So, one of the most talked-about shows on television has returned for 2019, and while the format and style remain somewhat similar, the personalities onscreen are different, promising that much sought-after combination of reliability and renewed curiosity. But, hey, what more would you expect from I’m A Celebrity…Get Me Out Of Here, right?
Yeah, that bit never gets old.
No, this is TV Guy’d, and competitive reality television is not really our beat here. Instead, let’s cast our gaze upon the third season of HBO’s True Detective, returning this week to Foxtel station Fox Showcase. And because this is True Detective we’re talking about, that gaze is likely to be unabashedly male. That’s the show’s brand for ya – men with deep thoughts and feelings (the feelings often buried so deep it requires heavy equipment to excavate them), dedication to doing the job and, of course, demons. (Personal, not supernatural.)

* * * * * * * * *

## ACTIVITIES
1 – Please repeat word for word the part of the TV column that opens with the words containing "So, one of the" and closes with "never gets old.".
2 – Carry the TV column forward from the point where it stops.
The data that comes next is separate from the TV column.

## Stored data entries

* * * * * * * * *

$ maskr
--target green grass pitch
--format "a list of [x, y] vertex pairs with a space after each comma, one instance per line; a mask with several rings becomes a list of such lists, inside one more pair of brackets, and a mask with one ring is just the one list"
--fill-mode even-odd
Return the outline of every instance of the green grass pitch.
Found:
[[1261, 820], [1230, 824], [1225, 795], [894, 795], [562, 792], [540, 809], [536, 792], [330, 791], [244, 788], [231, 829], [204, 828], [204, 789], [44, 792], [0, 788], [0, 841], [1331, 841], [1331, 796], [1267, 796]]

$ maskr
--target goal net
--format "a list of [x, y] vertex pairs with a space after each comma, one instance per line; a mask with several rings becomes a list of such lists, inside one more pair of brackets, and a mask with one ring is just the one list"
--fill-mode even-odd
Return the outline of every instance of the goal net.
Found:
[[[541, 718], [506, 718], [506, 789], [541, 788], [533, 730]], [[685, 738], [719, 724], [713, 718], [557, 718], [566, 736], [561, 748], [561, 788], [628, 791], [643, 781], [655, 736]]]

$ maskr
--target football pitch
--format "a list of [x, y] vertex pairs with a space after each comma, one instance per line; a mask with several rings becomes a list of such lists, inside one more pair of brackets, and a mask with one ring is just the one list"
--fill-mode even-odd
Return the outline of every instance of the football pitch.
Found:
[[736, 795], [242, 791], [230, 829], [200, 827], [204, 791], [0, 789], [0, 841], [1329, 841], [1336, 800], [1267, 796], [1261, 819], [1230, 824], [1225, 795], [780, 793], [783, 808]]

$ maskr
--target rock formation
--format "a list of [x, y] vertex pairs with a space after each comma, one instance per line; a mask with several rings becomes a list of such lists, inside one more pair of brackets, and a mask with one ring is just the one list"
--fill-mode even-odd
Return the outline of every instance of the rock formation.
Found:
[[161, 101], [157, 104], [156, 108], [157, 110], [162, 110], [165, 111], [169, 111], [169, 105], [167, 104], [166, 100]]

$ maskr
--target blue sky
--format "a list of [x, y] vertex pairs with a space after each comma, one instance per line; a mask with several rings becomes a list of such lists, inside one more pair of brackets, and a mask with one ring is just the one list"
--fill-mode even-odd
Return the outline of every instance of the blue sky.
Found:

* * * * * * * * *

## YOUR RESPONSES
1 –
So, one of the most talked-about shows on television has returned for 2019, and while the format and style remain somewhat similar, the personalities onscreen are different, promising that much sought-after combination of reliability and renewed curiosity. But, hey, what more would you expect from I’m A Celebrity…Get Me Out Of Here, right?
Yeah, that bit never gets old.

2 –
Based on its trailers and marketing, this new season of the series came across before its premiere as a return to first-season form – or perhaps a return to first-season formula – after a second season that could charitably be described as an ambitious departure and less charitably described as a total fucking misfire. (Personally speaking, I’m down with True 2 – it’s a sprawling, sweaty LA crime saga in the James Ellroy vein, with stylistic touches reminiscent of coked-up ‘80s-era William Friedkin and Brian De Palma, and has a memorably fucked-up protagonist in Colin Farrell’s Ray Velcoro.)
Like the first season, which helped launched Matthew’s McConaissance and gave a high-profile platform to the directorial skills of Cary Joji Fukunaga, this new mystery is a miasma of semi-rural decay and desolation complete with missing persons (two pre-teen kids this time around), cops waxing philosophical while cruising the highways, multiple timelines, dropped clues hinting at all manner of secret, sordid behaviour, interrogations both official and unofficial and, naturally, creepy shrines at crime scenes.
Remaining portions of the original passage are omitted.